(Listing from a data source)
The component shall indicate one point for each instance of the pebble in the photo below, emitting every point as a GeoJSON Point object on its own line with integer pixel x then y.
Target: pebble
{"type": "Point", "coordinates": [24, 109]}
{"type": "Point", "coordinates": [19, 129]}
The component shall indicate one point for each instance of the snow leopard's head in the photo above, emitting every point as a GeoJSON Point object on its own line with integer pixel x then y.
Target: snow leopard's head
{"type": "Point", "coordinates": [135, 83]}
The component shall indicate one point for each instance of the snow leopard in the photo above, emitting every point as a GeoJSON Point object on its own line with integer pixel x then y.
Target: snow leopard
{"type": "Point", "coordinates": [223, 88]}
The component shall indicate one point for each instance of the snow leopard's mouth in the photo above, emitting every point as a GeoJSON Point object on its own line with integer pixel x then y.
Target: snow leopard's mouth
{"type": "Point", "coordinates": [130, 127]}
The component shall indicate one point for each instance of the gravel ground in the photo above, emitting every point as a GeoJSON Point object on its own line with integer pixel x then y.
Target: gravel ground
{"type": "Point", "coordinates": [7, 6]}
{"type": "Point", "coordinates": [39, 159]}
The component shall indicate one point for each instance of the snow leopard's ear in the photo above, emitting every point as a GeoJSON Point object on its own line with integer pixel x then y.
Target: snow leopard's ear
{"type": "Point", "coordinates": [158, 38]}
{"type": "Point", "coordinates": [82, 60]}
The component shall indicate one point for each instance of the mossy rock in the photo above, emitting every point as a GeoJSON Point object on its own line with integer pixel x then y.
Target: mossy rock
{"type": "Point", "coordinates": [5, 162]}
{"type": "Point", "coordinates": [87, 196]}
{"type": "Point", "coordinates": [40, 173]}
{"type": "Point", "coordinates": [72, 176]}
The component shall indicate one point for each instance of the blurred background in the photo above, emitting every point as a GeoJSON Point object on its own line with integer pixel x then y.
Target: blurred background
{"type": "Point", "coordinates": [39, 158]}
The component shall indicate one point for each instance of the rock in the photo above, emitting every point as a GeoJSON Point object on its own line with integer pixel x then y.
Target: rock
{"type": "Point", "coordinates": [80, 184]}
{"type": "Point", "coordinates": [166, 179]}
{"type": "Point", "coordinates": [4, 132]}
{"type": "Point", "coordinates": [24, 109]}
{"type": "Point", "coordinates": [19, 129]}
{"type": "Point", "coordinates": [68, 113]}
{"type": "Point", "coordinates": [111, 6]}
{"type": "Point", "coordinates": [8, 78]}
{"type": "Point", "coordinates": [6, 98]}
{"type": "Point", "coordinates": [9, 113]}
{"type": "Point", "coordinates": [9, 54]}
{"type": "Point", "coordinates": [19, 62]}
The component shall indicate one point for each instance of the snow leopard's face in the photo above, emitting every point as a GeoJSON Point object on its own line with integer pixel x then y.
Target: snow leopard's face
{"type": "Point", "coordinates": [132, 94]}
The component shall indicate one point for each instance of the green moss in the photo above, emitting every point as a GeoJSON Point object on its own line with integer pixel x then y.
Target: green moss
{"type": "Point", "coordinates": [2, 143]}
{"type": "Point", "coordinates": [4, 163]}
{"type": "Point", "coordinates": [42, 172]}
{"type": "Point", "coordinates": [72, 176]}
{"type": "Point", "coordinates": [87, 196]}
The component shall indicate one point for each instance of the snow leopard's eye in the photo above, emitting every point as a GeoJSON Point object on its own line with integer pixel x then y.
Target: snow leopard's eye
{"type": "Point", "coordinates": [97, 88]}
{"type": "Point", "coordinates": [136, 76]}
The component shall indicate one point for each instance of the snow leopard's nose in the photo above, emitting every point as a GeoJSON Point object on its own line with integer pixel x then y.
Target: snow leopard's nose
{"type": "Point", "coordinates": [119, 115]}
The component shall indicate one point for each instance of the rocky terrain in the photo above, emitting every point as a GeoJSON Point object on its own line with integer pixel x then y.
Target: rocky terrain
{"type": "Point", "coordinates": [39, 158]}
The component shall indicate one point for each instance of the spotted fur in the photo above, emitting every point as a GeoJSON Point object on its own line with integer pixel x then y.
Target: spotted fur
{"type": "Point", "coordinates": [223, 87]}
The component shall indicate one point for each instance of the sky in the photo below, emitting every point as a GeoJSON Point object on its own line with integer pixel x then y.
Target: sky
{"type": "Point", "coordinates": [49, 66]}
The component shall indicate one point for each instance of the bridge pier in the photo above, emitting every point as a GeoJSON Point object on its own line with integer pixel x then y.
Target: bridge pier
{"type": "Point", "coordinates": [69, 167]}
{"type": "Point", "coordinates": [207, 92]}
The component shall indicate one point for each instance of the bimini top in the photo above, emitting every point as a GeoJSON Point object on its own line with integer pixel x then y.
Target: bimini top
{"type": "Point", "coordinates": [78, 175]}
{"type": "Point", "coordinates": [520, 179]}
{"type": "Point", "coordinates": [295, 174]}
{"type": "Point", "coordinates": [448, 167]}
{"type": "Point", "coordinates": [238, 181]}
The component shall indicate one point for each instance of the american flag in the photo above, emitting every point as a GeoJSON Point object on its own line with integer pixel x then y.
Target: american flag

## Request:
Can you return everything in the listing above, from the line containing "of the rocky" down to the end of the listing, repeated exactly?

## Task response:
The component shall indicate one point for each instance of the rocky terrain in the photo above, emitting every point as a GeoJSON Point object on its own line with integer pixel x then y.
Target: rocky terrain
{"type": "Point", "coordinates": [39, 158]}
The component shall indicate one point for each instance of the spotted fur in the photo above, emitting every point as a GeoJSON Point object on its own line with integer pixel x then y.
Target: spotted fur
{"type": "Point", "coordinates": [223, 87]}
The component shall indicate one point for each instance of the sky in the photo below, emitting every point as a GeoJSON Point object on its own line with integer pixel x then y.
Target: sky
{"type": "Point", "coordinates": [49, 66]}
The component shall indicate one point for each instance of the bridge pier in the photo above, emitting every point as a GeoJSON Point object on its own line with integer pixel x then y.
Target: bridge pier
{"type": "Point", "coordinates": [69, 167]}
{"type": "Point", "coordinates": [207, 92]}
The component shall indicate one point for each instance of the bimini top in the photo above, emitting every point as a GeoJSON Point object on its own line with integer pixel x then y.
Target: bimini top
{"type": "Point", "coordinates": [78, 175]}
{"type": "Point", "coordinates": [520, 179]}
{"type": "Point", "coordinates": [295, 174]}
{"type": "Point", "coordinates": [448, 167]}
{"type": "Point", "coordinates": [238, 181]}
The component shall indicate one point for each instance of the american flag in the photo above, emitting every point as a GeoJSON Point object on its own line with integer pixel x then y.
Target: american flag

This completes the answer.